PROVIDED DATA ▸

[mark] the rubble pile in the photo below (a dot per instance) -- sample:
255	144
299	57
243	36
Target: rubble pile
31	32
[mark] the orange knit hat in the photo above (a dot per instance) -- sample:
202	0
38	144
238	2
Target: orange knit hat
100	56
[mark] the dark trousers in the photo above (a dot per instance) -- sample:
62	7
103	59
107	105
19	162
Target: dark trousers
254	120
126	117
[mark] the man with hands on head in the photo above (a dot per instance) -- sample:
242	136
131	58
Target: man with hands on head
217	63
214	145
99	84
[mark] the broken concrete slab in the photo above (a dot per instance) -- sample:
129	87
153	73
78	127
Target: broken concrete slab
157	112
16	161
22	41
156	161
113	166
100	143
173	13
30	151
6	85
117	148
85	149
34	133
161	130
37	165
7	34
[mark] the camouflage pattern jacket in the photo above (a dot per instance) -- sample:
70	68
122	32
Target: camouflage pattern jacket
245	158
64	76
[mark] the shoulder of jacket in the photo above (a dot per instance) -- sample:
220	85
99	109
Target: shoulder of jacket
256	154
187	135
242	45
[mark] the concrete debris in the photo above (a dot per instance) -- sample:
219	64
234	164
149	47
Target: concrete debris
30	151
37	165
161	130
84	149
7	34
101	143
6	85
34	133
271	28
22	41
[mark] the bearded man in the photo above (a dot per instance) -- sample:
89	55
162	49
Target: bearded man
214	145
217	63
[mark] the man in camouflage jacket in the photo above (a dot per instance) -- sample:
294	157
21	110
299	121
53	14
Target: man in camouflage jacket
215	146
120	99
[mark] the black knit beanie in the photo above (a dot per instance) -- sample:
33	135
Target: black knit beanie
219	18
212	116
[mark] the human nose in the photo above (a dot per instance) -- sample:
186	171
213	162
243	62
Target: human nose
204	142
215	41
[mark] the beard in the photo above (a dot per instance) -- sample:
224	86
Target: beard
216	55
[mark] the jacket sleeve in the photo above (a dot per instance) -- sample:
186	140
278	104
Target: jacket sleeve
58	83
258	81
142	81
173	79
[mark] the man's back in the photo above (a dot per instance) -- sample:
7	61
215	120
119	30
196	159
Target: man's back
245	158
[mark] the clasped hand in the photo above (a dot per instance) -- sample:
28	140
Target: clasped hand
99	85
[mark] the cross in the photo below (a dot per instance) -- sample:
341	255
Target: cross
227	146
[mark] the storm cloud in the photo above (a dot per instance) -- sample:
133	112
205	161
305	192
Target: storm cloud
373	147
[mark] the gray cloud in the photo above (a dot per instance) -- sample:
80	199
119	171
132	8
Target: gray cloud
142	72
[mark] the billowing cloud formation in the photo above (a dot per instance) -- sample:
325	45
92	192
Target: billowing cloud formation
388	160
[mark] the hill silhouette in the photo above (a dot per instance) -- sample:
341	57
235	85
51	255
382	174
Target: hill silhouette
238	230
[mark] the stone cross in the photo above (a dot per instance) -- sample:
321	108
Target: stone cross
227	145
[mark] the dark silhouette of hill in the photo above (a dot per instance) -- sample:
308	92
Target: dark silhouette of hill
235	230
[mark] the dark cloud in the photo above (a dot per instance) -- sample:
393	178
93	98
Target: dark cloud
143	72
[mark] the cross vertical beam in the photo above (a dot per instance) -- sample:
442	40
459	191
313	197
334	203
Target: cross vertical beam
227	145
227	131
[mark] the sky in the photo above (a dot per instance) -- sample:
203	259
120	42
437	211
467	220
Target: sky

YOUR TASK ▸ Write out every line of the records above again, replacing "a dot per instance" with "one point per instance" wherever it appears and changing nothing else.

SOLUTION ▸
[mark] the rubble pile in the photo below (one point per instance) -- sample:
255	144
299	57
243	36
Target: rubble pile
31	32
[mark] the orange knit hat in the photo above (one point per instance) -- sample:
202	0
38	144
238	2
Target: orange knit hat
100	56
[mark] the dark trousers in the photo above (one point per instance) -- sample:
62	7
103	59
107	105
19	162
Target: dark trousers
254	120
126	117
[mark] the man with hands on head in the photo above (one point per instance) -- sample:
242	136
131	58
Target: man with hands on head
217	63
214	145
99	84
[mark] the broken concrete slab in the photo above (one point per instance) -- sample:
129	87
153	73
78	127
Target: broken concrete slab
157	112
16	161
22	41
156	161
113	166
100	143
173	13
30	151
6	85
117	148
85	149
34	133
161	130
37	165
7	34
[mark] the camouflage pattern jacket in the photo above (one point per instance) -- sample:
70	68
122	32
Target: camouflage pattern jacket
245	158
64	76
[mark] the shoulder of jacket in the photo above (one point per instance) -- sample:
220	85
99	109
Target: shoulder of jacket
256	154
187	135
242	45
[mark] the concrete debris in the photo above (one point per instance) -- sample:
219	64
234	164
149	47
Target: concrete debris
30	151
37	165
161	130
84	149
7	34
101	143
6	85
34	133
271	28
22	41
[mark] the bearded man in the photo above (one point per instance) -- sample:
89	55
162	49
Target: bearded man
214	145
217	63
[mark] the man in camouflage jacket in the photo above (one point per instance) -- sample:
294	157
21	110
299	121
53	14
Target: man in camouflage jacket
215	146
120	99
[mark] the black knit beanie in the photo above (one point per instance) -- sample:
33	135
Target: black knit beanie
219	18
212	116
[mark] the human nose in the photo above (one point per instance) -- sample:
186	171
213	162
243	62
Target: human nose
204	142
215	41
[mark] the beard in the photo above (one point per instance) -- sample:
224	86
Target: beard
216	55
[mark] the jacket sleeve in the photo above (one point per instance) -- sample:
186	140
278	104
Target: jacket sleeve
58	83
258	81
142	81
173	79
[mark] the man's back in the photo above (one point per instance) -- sample:
7	61
215	120
119	30
196	159
Target: man's back
245	158
[mark] the clasped hand in the photo above (one point per instance) -- sample:
28	140
Target: clasped hand
99	85
[mark] the cross in the photo below (one point per instance) -- sample:
341	255
Target: cross
227	146
[mark] the storm cloud in the photo above (one point per instance) -- sample:
133	112
205	161
305	192
Target: storm cloud
373	147
[mark] the gray cloud in the photo above (one point per instance) -- sample:
80	199
119	171
132	8
Target: gray cloud
142	72
[mark] the billowing cloud formation in the photo above (one point per instance) -- sample:
325	45
92	192
Target: billowing cloud formation
388	160
[mark] the hill silhouette in the photo above (one point per instance) -- sample:
341	57
235	85
51	255
382	174
Target: hill silhouette
238	230
[mark] the stone cross in the photo above (one point per instance) -- sample:
321	108
Target: stone cross
227	145
[mark] the dark silhouette of hill in the photo above (one point per instance) -- sample:
308	92
Target: dark silhouette of hill
235	230
[mark] the dark cloud in the photo above (one point per instance) -- sample:
393	178
93	98
Target: dark cloud
143	72
[mark] the cross vertical beam in the photo above (one point per instance) -- sample:
442	40
459	191
313	197
334	203
Target: cross vertical beam
227	145
227	131
[mark] the sky in the photo above (one point per instance) -- sample:
203	259
120	42
437	211
467	220
Target: sky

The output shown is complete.